** Start GIVEN DATA **

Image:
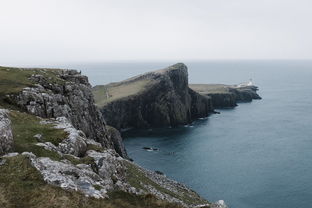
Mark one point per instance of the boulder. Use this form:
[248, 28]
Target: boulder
[6, 135]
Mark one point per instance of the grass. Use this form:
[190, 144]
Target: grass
[95, 148]
[21, 185]
[136, 177]
[210, 88]
[104, 94]
[26, 126]
[13, 80]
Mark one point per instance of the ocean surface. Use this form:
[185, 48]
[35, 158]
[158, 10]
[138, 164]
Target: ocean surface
[257, 155]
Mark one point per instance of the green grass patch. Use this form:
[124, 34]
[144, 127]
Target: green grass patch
[104, 94]
[13, 80]
[26, 126]
[136, 177]
[21, 185]
[95, 148]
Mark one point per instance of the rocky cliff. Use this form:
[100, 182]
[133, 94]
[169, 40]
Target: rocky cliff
[226, 95]
[155, 99]
[59, 153]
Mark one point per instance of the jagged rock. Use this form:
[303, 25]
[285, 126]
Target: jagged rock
[226, 95]
[115, 136]
[219, 204]
[69, 176]
[70, 97]
[75, 144]
[6, 135]
[110, 167]
[155, 99]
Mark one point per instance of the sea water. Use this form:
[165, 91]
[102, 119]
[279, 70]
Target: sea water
[257, 155]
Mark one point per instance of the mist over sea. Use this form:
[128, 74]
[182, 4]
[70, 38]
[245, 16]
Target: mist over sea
[257, 155]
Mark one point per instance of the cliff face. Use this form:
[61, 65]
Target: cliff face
[163, 100]
[62, 148]
[6, 136]
[65, 93]
[223, 96]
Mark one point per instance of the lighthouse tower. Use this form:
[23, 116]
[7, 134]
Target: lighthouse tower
[250, 82]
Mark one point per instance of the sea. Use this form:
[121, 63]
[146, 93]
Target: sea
[256, 155]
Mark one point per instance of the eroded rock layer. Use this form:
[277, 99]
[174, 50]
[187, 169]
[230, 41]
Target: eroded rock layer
[157, 99]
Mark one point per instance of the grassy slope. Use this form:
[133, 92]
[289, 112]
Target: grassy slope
[22, 186]
[104, 94]
[210, 88]
[13, 80]
[136, 177]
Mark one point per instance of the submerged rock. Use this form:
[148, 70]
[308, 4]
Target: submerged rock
[6, 135]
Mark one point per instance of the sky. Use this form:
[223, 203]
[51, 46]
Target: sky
[60, 31]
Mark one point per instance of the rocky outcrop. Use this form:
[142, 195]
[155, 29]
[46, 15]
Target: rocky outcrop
[114, 135]
[76, 160]
[223, 96]
[6, 136]
[76, 142]
[67, 94]
[164, 100]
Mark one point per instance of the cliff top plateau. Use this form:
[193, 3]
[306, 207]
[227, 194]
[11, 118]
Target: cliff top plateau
[57, 151]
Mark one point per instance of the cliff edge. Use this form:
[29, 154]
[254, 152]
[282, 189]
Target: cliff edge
[223, 96]
[155, 99]
[56, 151]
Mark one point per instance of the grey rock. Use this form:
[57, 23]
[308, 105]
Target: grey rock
[166, 101]
[114, 135]
[6, 135]
[70, 98]
[224, 96]
[75, 144]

** End GIVEN DATA **

:: TASK DESCRIPTION ::
Type out the whole listing above again line for line, leaving out the pictures.

:: FINAL ANSWER ::
Image:
Mark one point per instance of the boulder. Use this form:
[248, 28]
Target: boulder
[6, 135]
Mark one point per instance of the grass. Use this form:
[190, 144]
Target: grass
[95, 148]
[21, 185]
[136, 177]
[210, 88]
[104, 94]
[26, 126]
[13, 80]
Mark one point per instance of the ocean surface. Use this form:
[185, 48]
[35, 158]
[158, 10]
[138, 164]
Target: ocean surface
[257, 155]
Mark one point per instance of the green grass patch. Use this form:
[124, 34]
[144, 127]
Target: green grass patch
[104, 94]
[13, 80]
[26, 126]
[136, 177]
[21, 185]
[95, 148]
Mark one point per instance of the rocky cliff. Use this form:
[100, 182]
[133, 94]
[169, 40]
Target: rocky cliff
[226, 95]
[155, 99]
[59, 153]
Mark one point per instance of the jagged rock. Use this form:
[303, 25]
[285, 126]
Target: jagged rock
[226, 95]
[115, 136]
[219, 204]
[69, 176]
[70, 97]
[75, 144]
[6, 135]
[110, 167]
[155, 99]
Mark one point per instance of the sea water. Use this form:
[165, 91]
[102, 119]
[279, 70]
Target: sea water
[257, 155]
Mark one point per instance of the mist over sea. Use this form:
[128, 74]
[182, 4]
[70, 38]
[245, 16]
Target: mist over sea
[257, 155]
Mark one point per instance of the cliff face. Use this form:
[61, 65]
Target: cliff face
[163, 100]
[62, 148]
[6, 136]
[65, 93]
[223, 96]
Mark one point per instance of the lighthouse tower. Use this form:
[23, 116]
[7, 134]
Target: lighthouse tower
[250, 82]
Mark one point per instance of the sea. Use this form:
[121, 63]
[146, 93]
Target: sea
[256, 155]
Mark one point per instance of the eroded rock layer. Use this form:
[277, 99]
[174, 50]
[187, 169]
[230, 41]
Target: eroded rock layer
[157, 99]
Mark one point per instance of the grassy slope. Use this form:
[133, 92]
[289, 112]
Target: grassy slope
[22, 186]
[104, 94]
[210, 88]
[13, 80]
[136, 177]
Mark one point per instance of the submerged rock. Use this form:
[148, 70]
[308, 4]
Target: submerged rock
[6, 135]
Mark one point per instance of the sky. Use this form:
[223, 203]
[51, 46]
Target: sky
[60, 31]
Mark one point per instance of the rocky outcrop. Use this form:
[142, 195]
[155, 29]
[46, 15]
Target: rocky outcrop
[114, 135]
[76, 160]
[223, 96]
[6, 136]
[76, 142]
[67, 94]
[164, 100]
Mark one point per instance of the cliff top plateau. Use this form:
[193, 3]
[306, 207]
[227, 194]
[11, 118]
Target: cliff top plateau
[57, 151]
Mark one point per instance of the cliff edge. Use this form:
[29, 154]
[254, 152]
[282, 189]
Target: cliff edge
[223, 96]
[155, 99]
[56, 151]
Mark one point per instance of the grey rock. Use this form:
[57, 23]
[308, 105]
Target: grey rock
[166, 101]
[114, 135]
[6, 135]
[70, 98]
[224, 96]
[75, 144]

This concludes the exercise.